TEXTE DU DOCUMENT -
Un secteur industriel au lourd bilan carbone
Le secteur de l'acier, pilier du développement économique et des infrastructures du Bangladesh, est aujourd'hui confronté à son impact environnemental. Les données révèlent qu'il génère à lui seul près de 10 % de l'ensemble des émissions de dioxyde de carbone du pays. Ce chiffre place l'industrie au centre des débats sur la transition écologique nationale.
Lors d'une discussion organisée conjointement par The Business Standard et Abul Khair Steel, la conseillère pour l'environnement, Syeda Rizwana Hasan, a insisté sur l'urgence d'une transformation profonde. Elle a mis en garde contre les solutions de façade, déclarant que le simple fait de "peindre les choses en vert" ne suffit pas à instaurer une véritable durabilité.
Un poids significatif
À l'échelle mondiale, la production d'acier et de ciment est responsable d'environ 18 % des émissions de CO₂, ce qui souligne l'importance d'innover dans ces secteurs pour atteindre les objectifs climatiques.
La technologie comme levier de changement
Face à ce défi, l'innovation technologique apparaît comme une voie incontournable. Plusieurs entreprises locales ont déjà commencé à investir dans des procédés plus respectueux de l'environnement, mais ces efforts restent encore limités à l'échelle de l'industrie.
L'efficacité du four à arc électrique
L'une des technologies clés est le four à arc électrique (EAF). Ce procédé, qui utilise de la ferraille recyclée plutôt que du minerai de fer, réduit considérablement les émissions. Abul Khair Steel a été un pionnier en installant le premier EAF du pays en 2015. Plus récemment, GPH Ispat a adopté une version encore plus avancée, le Quantum Electric Arc Furnace (Q-EAF), qui permettrait d'économiser 235 kg de carbone par tonne d'acier produite.

DONNÉES FOURNIES -

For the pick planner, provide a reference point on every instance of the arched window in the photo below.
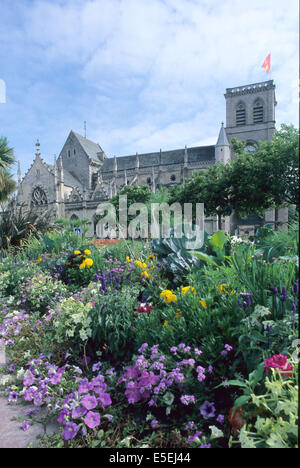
(240, 114)
(258, 112)
(39, 197)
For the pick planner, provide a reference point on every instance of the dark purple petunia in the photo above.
(207, 410)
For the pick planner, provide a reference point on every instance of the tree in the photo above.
(267, 178)
(210, 187)
(7, 184)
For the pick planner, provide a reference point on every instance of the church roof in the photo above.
(195, 155)
(89, 146)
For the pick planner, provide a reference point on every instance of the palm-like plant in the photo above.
(6, 154)
(7, 184)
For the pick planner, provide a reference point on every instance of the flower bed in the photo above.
(121, 354)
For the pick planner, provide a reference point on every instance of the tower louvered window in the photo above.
(241, 115)
(258, 113)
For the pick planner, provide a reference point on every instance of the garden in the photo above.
(146, 344)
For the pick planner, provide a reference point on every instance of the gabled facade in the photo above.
(83, 175)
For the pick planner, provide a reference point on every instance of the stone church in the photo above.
(83, 176)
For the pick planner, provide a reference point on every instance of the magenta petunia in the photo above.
(92, 419)
(89, 402)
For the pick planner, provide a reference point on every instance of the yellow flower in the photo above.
(188, 288)
(222, 288)
(168, 296)
(88, 262)
(151, 257)
(141, 265)
(146, 274)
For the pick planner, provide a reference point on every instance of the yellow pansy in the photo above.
(141, 265)
(88, 262)
(168, 296)
(188, 288)
(146, 274)
(151, 257)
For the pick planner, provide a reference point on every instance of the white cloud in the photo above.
(154, 71)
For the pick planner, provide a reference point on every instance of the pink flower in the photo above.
(279, 361)
(92, 419)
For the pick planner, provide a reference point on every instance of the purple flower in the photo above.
(70, 431)
(192, 438)
(25, 425)
(28, 380)
(104, 399)
(207, 410)
(96, 366)
(220, 418)
(187, 399)
(89, 402)
(63, 415)
(92, 419)
(228, 347)
(13, 397)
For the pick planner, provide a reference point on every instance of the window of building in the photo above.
(38, 197)
(241, 115)
(258, 112)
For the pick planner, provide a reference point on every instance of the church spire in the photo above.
(222, 148)
(19, 173)
(37, 145)
(222, 140)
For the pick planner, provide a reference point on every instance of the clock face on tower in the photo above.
(250, 148)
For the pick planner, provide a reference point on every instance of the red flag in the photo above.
(267, 63)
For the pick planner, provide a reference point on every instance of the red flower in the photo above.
(237, 420)
(144, 308)
(279, 361)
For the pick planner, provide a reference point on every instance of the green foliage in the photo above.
(13, 274)
(275, 415)
(41, 292)
(112, 322)
(259, 335)
(16, 225)
(172, 258)
(256, 275)
(73, 324)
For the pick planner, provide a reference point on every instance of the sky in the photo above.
(145, 75)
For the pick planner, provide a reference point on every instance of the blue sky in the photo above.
(143, 74)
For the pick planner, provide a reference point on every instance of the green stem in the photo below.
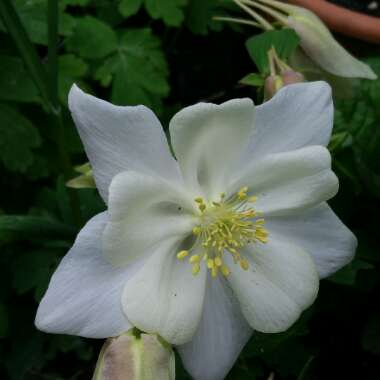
(26, 49)
(53, 40)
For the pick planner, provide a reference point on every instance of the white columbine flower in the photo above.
(231, 236)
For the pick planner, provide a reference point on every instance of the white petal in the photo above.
(164, 297)
(143, 211)
(297, 116)
(208, 139)
(280, 283)
(120, 138)
(221, 335)
(84, 294)
(319, 232)
(287, 182)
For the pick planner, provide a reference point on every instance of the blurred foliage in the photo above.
(166, 54)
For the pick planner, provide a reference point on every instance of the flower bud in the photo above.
(132, 357)
(274, 83)
(290, 77)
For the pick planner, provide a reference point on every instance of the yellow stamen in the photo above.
(197, 230)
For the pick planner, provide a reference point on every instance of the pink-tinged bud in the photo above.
(131, 357)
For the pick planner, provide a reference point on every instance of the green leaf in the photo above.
(253, 79)
(33, 15)
(22, 227)
(18, 138)
(170, 11)
(71, 70)
(138, 70)
(284, 41)
(130, 7)
(92, 39)
(15, 82)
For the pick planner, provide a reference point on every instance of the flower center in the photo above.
(225, 227)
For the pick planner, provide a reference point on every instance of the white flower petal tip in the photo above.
(119, 138)
(220, 337)
(319, 44)
(304, 175)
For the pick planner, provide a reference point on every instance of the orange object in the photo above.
(343, 20)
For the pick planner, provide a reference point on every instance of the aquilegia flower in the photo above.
(231, 236)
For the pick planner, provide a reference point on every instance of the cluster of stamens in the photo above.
(225, 227)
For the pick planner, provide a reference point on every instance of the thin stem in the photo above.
(281, 64)
(276, 15)
(26, 49)
(238, 21)
(266, 25)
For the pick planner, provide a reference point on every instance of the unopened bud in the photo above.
(135, 357)
(274, 83)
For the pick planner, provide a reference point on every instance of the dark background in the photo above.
(174, 59)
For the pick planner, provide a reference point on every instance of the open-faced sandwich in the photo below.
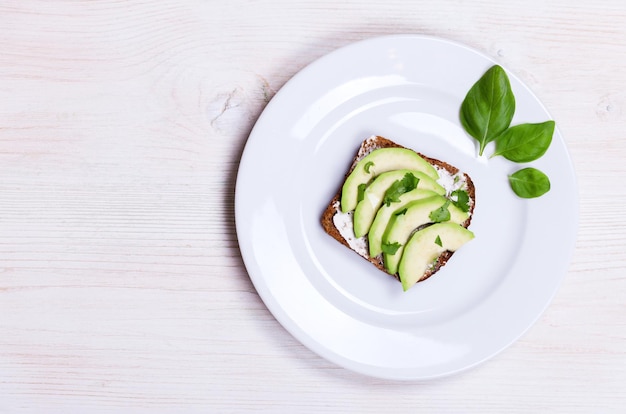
(402, 211)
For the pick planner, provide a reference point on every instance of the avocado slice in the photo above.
(426, 245)
(381, 220)
(374, 195)
(377, 162)
(416, 215)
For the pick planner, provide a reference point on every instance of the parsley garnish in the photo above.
(460, 198)
(407, 183)
(391, 248)
(441, 214)
(401, 212)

À FAIRE -
**A.** D'après le texte sur l'acier au Bangladesh, quelle part des émissions de dioxyde de carbone du pays le secteur de l'acier génère-t-il ?
**B.** Recopiez tel quel le passage du texte sur l'acier au Bangladesh situé entre « La technologie comme » et « l'échelle de l'industrie. », ces deux extraits compris.

CORRIGÉ -
**A.** Près de 10 %.

**B.**
La technologie comme levier de changement
Face à ce défi, l'innovation technologique apparaît comme une voie incontournable. Plusieurs entreprises locales ont déjà commencé à investir dans des procédés plus respectueux de l'environnement, mais ces efforts restent encore limités à l'échelle de l'industrie.